**ABOUT THIS TASK**.
Find the string "left" in the data, and copy out each line that has it.

Point localization data:
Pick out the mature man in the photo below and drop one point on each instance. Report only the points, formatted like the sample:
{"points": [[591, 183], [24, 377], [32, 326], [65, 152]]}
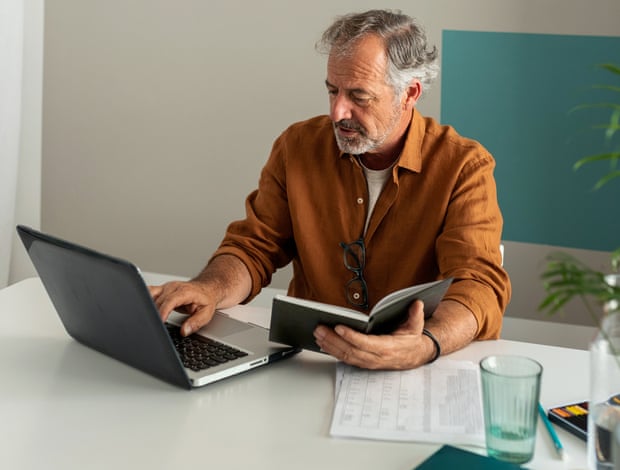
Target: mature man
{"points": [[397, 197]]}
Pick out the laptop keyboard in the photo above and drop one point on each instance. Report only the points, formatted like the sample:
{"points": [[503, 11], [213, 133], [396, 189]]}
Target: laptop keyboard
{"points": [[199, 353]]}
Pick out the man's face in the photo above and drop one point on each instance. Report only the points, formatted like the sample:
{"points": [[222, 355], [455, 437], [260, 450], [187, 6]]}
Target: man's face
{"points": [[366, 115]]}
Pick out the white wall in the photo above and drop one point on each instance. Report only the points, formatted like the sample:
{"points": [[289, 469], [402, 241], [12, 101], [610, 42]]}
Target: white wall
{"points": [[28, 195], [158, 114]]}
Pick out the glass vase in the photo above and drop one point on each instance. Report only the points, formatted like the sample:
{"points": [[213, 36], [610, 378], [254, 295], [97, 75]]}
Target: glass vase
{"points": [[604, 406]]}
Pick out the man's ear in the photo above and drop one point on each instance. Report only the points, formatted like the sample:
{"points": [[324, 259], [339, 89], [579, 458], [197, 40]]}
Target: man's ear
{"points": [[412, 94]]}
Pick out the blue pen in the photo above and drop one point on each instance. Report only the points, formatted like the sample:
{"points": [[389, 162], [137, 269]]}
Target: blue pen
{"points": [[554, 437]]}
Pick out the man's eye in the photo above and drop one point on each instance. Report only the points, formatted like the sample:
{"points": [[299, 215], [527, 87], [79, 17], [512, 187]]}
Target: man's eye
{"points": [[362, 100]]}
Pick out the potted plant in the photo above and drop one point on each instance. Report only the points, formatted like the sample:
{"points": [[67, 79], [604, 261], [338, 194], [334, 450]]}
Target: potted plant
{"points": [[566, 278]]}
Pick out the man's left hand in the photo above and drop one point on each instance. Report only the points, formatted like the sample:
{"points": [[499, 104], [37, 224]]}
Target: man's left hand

==

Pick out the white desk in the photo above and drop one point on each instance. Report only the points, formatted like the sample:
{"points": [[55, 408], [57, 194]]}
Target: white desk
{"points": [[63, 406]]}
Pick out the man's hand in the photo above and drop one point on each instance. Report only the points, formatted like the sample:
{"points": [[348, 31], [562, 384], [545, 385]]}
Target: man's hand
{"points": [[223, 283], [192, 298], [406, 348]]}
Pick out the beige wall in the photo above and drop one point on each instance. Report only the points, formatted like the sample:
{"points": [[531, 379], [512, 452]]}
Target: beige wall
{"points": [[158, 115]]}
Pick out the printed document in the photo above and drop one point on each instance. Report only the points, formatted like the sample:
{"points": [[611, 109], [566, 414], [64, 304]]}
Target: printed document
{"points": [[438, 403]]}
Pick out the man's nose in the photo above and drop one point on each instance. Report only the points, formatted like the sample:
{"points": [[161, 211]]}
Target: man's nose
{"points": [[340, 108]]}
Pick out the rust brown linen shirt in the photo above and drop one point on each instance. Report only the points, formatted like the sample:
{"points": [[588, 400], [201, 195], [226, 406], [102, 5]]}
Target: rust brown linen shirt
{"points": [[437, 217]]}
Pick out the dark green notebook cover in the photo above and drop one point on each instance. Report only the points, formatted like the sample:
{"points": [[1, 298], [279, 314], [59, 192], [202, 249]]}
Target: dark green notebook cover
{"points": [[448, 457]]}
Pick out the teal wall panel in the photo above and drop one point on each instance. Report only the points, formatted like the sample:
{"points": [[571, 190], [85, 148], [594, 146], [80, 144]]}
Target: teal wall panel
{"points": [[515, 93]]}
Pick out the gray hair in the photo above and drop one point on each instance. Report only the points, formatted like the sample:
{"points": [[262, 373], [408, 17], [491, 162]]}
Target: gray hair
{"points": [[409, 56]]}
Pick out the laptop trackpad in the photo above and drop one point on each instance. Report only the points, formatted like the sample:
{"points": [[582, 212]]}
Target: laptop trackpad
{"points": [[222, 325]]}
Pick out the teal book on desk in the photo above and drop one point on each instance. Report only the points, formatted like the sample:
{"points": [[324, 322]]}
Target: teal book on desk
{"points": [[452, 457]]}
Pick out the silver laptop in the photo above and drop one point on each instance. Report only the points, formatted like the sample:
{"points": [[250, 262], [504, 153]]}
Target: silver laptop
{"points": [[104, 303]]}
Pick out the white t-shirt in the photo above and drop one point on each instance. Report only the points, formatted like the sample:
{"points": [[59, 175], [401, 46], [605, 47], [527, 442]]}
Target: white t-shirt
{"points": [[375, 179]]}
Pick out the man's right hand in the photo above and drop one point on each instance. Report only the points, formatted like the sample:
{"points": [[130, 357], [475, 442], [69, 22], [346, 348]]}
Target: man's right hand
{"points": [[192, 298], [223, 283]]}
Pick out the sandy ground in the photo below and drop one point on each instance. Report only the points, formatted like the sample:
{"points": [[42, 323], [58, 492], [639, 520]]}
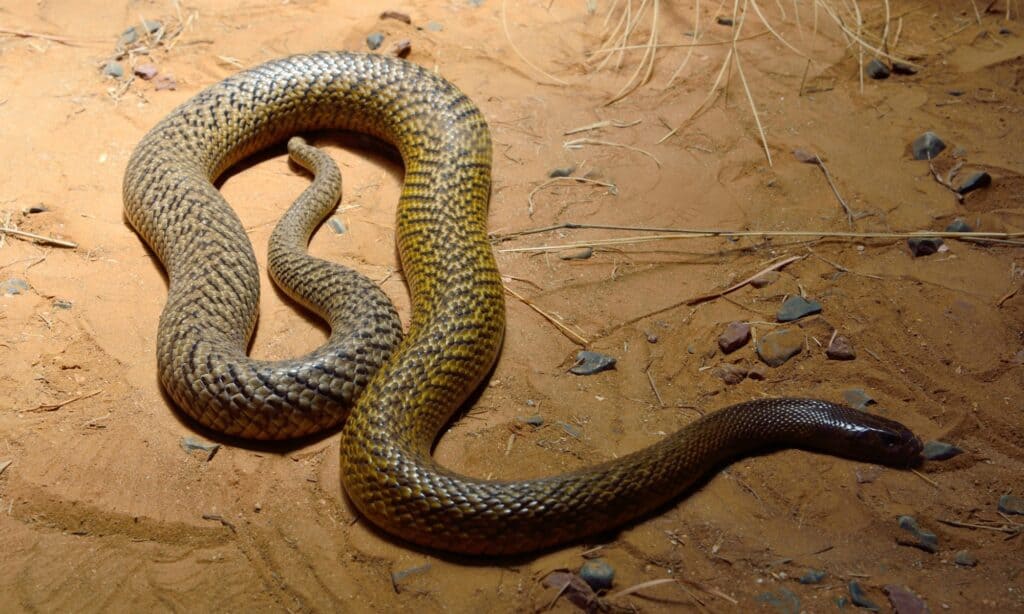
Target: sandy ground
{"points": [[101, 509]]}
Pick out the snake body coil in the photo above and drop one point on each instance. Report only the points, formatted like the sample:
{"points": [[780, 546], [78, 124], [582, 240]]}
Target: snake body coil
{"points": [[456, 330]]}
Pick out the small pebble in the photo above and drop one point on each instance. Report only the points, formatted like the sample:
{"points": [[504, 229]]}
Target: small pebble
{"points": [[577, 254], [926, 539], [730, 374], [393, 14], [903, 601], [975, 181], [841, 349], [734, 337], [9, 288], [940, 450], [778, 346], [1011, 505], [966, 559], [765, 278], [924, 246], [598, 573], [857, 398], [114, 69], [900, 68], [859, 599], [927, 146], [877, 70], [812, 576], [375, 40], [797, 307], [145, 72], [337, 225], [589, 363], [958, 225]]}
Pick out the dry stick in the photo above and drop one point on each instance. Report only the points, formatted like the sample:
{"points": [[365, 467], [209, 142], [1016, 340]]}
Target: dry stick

---

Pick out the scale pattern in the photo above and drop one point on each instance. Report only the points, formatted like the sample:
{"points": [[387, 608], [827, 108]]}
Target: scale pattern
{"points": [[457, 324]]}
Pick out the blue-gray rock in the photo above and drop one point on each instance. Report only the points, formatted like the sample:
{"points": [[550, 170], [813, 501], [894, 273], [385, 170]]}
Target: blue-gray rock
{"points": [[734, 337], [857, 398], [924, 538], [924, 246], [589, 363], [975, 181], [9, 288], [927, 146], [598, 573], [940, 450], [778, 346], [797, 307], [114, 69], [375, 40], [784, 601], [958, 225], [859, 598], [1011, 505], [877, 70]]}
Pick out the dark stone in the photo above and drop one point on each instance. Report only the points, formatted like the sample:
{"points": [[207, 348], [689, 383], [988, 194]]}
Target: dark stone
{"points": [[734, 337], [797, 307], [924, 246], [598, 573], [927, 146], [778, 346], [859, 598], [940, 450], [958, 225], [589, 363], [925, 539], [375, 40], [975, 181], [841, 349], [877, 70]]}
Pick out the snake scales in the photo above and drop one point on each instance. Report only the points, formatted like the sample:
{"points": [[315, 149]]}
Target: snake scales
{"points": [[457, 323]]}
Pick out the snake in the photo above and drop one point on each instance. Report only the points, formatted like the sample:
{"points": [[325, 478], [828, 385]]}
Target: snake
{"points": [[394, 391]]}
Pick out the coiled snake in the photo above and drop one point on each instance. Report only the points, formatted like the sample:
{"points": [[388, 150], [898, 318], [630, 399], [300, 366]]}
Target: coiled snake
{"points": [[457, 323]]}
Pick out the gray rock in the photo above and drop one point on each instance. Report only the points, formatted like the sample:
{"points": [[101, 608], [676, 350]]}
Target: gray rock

**ANSWER TO THIS PROBLEM**.
Pick out the man's left hand in the photo above and drop one point on each instance. Report only the points, formatted like the sample:
Target: man's left hand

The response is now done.